[start]

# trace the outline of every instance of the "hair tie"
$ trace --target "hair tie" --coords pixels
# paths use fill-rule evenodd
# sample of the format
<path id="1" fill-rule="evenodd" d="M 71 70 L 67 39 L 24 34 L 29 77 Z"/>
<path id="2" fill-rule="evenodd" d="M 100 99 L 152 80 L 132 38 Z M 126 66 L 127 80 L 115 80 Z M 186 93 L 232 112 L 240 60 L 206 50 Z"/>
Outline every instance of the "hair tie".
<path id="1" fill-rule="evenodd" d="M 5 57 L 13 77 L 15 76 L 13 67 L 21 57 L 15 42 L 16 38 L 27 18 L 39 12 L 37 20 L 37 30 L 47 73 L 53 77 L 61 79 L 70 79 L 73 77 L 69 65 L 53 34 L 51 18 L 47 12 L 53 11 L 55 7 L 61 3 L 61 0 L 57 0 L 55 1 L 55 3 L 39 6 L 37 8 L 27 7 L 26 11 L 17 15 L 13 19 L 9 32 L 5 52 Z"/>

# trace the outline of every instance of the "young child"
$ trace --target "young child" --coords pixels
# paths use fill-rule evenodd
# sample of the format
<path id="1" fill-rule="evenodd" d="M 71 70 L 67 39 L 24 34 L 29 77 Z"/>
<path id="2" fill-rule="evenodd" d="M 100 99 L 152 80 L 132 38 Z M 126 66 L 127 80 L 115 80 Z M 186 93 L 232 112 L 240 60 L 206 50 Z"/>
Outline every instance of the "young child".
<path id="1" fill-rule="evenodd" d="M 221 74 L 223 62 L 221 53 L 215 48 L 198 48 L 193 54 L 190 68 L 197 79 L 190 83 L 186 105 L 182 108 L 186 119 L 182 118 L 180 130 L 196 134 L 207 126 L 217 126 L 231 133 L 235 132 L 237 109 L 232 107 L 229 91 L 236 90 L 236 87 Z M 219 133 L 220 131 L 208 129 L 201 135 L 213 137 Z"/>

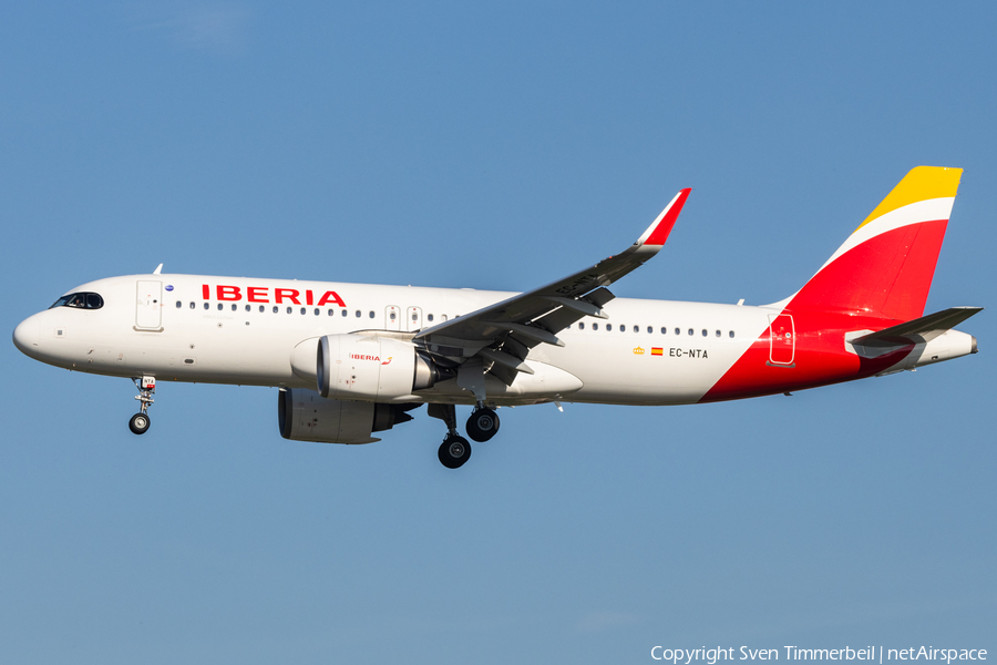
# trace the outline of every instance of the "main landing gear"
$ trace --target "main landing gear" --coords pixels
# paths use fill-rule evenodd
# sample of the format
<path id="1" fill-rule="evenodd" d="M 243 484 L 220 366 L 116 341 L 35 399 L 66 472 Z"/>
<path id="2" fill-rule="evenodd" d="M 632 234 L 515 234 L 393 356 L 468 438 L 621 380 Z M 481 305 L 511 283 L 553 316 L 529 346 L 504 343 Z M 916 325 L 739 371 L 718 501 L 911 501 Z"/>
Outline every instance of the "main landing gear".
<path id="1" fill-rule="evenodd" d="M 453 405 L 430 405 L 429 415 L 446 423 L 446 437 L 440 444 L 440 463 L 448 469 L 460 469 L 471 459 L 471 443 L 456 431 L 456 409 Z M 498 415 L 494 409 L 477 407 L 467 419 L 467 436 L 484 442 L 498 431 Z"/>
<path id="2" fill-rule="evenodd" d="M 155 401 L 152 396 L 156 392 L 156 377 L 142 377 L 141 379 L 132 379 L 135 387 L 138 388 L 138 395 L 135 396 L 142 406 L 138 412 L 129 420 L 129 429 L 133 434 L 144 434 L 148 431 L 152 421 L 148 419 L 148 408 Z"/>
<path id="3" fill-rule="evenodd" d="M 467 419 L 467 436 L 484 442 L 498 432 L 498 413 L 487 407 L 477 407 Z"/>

[end]

**Short problem**.
Put all of the lines above into a JSON list of strings, one string for each line, leaving out blank lines and the pictures.

**Exercise answer**.
[
  "# trace the outline of every instance of the \"hair tie\"",
  "$ trace --target \"hair tie\" --coords pixels",
  "# paths use fill-rule evenodd",
  "# sample of the format",
  "<path id=\"1\" fill-rule=\"evenodd\" d=\"M 71 70 L 67 39 L 24 34 L 29 77 Z\"/>",
  "<path id=\"2\" fill-rule=\"evenodd\" d=\"M 100 99 L 152 80 L 132 38 Z M 126 66 L 127 80 L 115 80 Z M 186 93 L 232 112 L 240 60 L 206 50 Z\"/>",
  "Outline every instance of the \"hair tie\".",
  "<path id=\"1\" fill-rule=\"evenodd\" d=\"M 5 57 L 13 77 L 15 76 L 13 67 L 21 57 L 15 42 L 16 38 L 27 18 L 39 12 L 37 20 L 37 30 L 47 73 L 53 77 L 61 79 L 70 79 L 73 77 L 69 65 L 53 34 L 51 18 L 47 12 L 53 11 L 55 7 L 61 3 L 61 0 L 57 0 L 55 1 L 55 3 L 39 6 L 37 8 L 27 7 L 26 11 L 17 15 L 13 19 L 9 32 L 5 52 Z\"/>",
  "# trace the outline of every instance of the \"young child\"",
  "$ trace --target \"young child\" --coords pixels",
  "# paths use fill-rule evenodd",
  "# sample of the format",
  "<path id=\"1\" fill-rule=\"evenodd\" d=\"M 71 70 L 67 39 L 24 34 L 29 77 Z\"/>",
  "<path id=\"2\" fill-rule=\"evenodd\" d=\"M 100 99 L 152 80 L 132 38 Z M 126 66 L 127 80 L 115 80 Z M 186 93 L 232 112 L 240 60 L 206 50 Z\"/>",
  "Outline every instance of the \"young child\".",
  "<path id=\"1\" fill-rule=\"evenodd\" d=\"M 221 74 L 223 62 L 221 53 L 215 48 L 198 48 L 193 54 L 190 68 L 197 79 L 190 83 L 186 105 L 182 108 L 186 119 L 182 118 L 180 130 L 196 134 L 207 126 L 217 126 L 231 133 L 235 132 L 237 109 L 232 107 L 229 91 L 236 90 L 236 87 Z M 219 133 L 220 131 L 208 129 L 201 135 L 213 137 Z\"/>",
  "# trace the outline of every instance of the \"main landing gear\"",
  "$ trace --target \"main landing gear\" --coords pixels",
  "# paths use fill-rule evenodd",
  "# sample of the format",
  "<path id=\"1\" fill-rule=\"evenodd\" d=\"M 243 484 L 220 366 L 116 341 L 35 399 L 66 472 Z\"/>",
  "<path id=\"2\" fill-rule=\"evenodd\" d=\"M 632 234 L 515 234 L 393 356 L 468 438 L 621 380 Z M 481 305 L 511 283 L 553 316 L 529 346 L 504 343 Z M 916 325 L 739 371 L 718 501 L 911 501 Z\"/>",
  "Outline every instance of the \"main landing gear\".",
  "<path id=\"1\" fill-rule=\"evenodd\" d=\"M 453 405 L 430 405 L 429 415 L 446 423 L 446 437 L 440 444 L 440 463 L 448 469 L 460 469 L 471 459 L 471 443 L 456 431 L 456 409 Z M 498 415 L 494 409 L 477 407 L 467 419 L 467 436 L 484 442 L 498 431 Z\"/>",
  "<path id=\"2\" fill-rule=\"evenodd\" d=\"M 155 401 L 152 396 L 156 392 L 156 377 L 142 377 L 141 379 L 132 379 L 135 387 L 138 388 L 138 395 L 135 396 L 142 406 L 138 412 L 129 420 L 129 429 L 133 434 L 144 434 L 148 431 L 152 421 L 148 419 L 148 408 Z\"/>",
  "<path id=\"3\" fill-rule=\"evenodd\" d=\"M 467 419 L 467 436 L 484 442 L 498 432 L 498 413 L 487 407 L 477 407 Z\"/>"
]